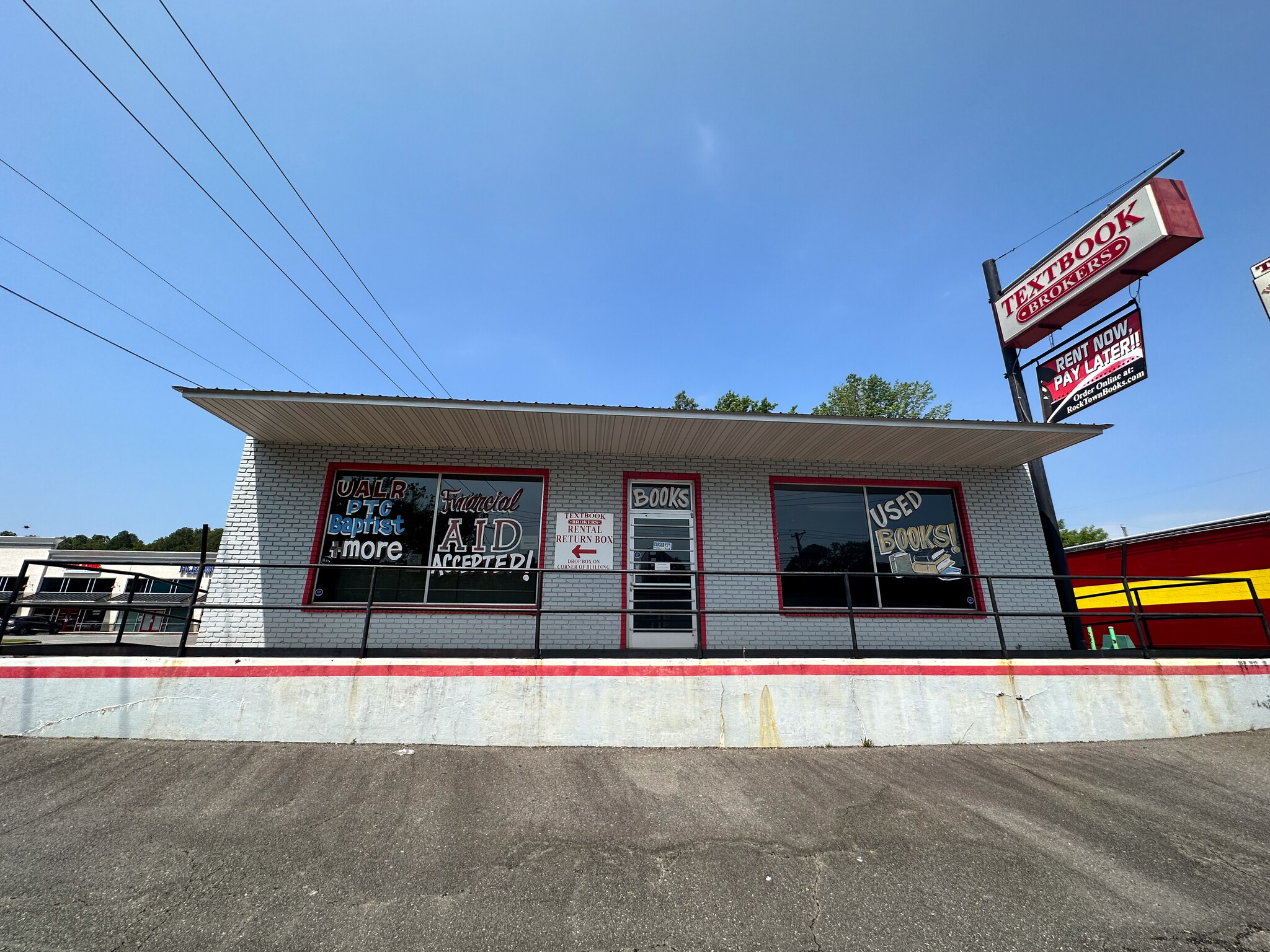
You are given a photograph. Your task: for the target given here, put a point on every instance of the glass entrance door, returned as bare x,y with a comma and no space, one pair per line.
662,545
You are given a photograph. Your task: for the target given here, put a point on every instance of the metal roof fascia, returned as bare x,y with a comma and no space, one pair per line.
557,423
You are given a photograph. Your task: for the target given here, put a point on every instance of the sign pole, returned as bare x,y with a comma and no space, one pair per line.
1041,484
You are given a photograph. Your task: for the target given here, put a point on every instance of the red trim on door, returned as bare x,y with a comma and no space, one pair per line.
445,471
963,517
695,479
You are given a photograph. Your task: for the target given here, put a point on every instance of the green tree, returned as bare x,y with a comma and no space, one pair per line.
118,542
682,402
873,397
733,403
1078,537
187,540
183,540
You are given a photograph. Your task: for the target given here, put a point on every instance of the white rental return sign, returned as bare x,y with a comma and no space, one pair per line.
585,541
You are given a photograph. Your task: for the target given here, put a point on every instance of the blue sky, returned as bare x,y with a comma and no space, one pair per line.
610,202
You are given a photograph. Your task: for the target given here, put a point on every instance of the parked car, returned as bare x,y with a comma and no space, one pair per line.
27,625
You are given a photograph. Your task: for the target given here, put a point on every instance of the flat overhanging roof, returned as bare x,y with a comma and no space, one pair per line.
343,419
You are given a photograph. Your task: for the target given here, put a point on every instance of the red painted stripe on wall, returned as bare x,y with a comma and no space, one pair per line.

=======

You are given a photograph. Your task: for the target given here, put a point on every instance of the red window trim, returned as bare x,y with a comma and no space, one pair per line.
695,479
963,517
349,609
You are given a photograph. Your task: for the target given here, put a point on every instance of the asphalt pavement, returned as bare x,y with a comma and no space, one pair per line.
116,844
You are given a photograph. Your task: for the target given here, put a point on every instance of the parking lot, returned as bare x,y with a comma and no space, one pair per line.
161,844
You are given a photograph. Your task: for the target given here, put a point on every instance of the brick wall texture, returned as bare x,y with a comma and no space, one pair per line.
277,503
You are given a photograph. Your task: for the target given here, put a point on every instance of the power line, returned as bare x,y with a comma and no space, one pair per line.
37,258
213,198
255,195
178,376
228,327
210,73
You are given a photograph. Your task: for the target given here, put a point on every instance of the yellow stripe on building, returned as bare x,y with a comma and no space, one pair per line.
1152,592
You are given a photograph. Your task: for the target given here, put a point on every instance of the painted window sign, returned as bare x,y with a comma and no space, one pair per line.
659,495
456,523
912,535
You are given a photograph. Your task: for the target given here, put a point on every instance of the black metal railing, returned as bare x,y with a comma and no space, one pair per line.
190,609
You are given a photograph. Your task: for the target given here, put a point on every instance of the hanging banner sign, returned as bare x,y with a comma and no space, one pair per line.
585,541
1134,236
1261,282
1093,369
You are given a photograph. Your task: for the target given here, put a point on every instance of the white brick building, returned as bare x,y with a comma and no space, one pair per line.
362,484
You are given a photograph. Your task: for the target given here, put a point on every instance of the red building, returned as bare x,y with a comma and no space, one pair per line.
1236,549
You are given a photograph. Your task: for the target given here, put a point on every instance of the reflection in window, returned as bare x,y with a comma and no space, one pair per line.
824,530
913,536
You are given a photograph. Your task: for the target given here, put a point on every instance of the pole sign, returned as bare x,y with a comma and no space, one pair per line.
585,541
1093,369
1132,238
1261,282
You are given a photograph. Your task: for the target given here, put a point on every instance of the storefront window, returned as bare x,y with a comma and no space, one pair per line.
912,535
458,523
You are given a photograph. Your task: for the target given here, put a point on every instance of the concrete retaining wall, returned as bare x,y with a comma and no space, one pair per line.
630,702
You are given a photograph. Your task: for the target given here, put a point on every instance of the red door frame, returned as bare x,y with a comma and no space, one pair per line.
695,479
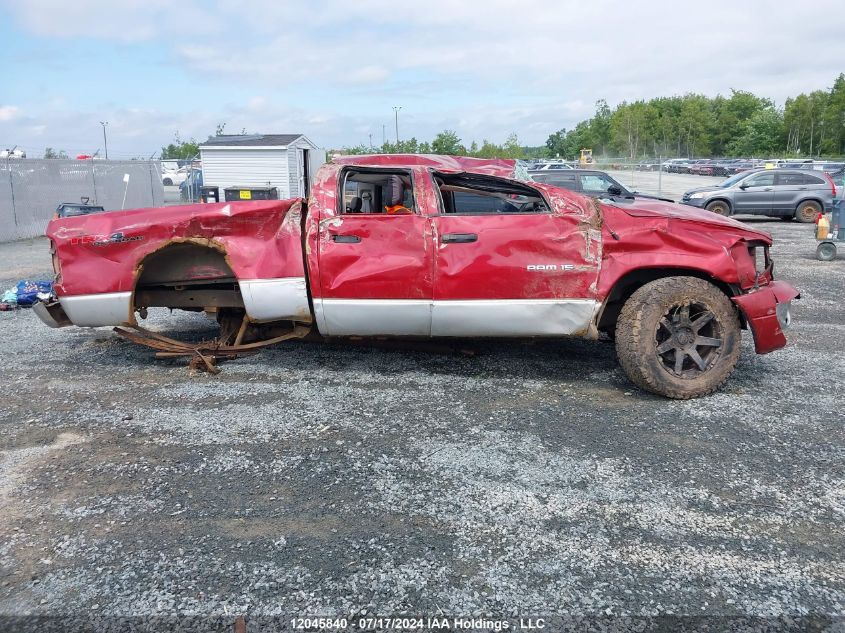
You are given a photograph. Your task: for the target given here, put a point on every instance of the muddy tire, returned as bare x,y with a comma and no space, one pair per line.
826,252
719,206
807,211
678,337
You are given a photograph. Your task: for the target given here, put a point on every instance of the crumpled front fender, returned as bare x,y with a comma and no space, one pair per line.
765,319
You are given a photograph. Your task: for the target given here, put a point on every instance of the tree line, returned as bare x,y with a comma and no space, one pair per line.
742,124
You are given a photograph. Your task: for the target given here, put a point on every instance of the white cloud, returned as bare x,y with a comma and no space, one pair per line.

=======

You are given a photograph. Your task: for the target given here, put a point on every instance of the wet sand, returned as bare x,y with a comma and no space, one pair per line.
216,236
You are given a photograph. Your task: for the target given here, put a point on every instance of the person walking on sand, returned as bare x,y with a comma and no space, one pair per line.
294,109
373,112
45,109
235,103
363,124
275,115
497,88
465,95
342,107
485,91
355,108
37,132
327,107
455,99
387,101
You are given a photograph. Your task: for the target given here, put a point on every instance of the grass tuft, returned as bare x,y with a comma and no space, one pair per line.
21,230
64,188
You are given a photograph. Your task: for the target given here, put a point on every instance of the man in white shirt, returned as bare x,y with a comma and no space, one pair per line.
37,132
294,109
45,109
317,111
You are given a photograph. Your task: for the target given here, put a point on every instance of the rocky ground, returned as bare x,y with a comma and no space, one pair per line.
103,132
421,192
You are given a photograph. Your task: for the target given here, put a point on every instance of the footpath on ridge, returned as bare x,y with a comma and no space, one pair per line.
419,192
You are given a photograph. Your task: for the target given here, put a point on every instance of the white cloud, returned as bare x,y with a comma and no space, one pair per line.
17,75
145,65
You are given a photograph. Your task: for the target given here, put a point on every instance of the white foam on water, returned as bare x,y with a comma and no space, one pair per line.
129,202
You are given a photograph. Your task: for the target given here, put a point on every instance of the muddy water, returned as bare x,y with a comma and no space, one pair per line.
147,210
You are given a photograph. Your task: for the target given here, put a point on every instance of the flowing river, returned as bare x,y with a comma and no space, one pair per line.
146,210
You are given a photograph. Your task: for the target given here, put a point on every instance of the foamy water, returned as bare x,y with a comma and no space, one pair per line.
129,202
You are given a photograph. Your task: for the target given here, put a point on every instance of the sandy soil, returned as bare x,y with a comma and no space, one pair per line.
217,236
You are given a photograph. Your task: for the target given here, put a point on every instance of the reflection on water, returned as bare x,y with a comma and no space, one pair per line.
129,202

=======

→ **EXERCISE DIRECTIONS**: Return each line from the entries above in which the word "water" appears.

→ **RESULT OF THE TASK**:
You are given a photograph. Your task: for the target given here, put a point on every instance of the white foam on water, returned as bare x,y with a comma and no space, one pair per line.
You are given a photograph. Your task: for the target given here, put a point on every instance of the muddy water, returned as bare x,y with a comma and no space, one pair per line.
You are given a photograph. Your task: for the target given here, put a point on every instance of the foamy water, returned as bare x,y with a comma and no space, one pair per line.
You are given a photograph. Your task: for the target given here, put a point on every instance of the reflection on water, returned as bare x,y with a comma and no space, one pair per line.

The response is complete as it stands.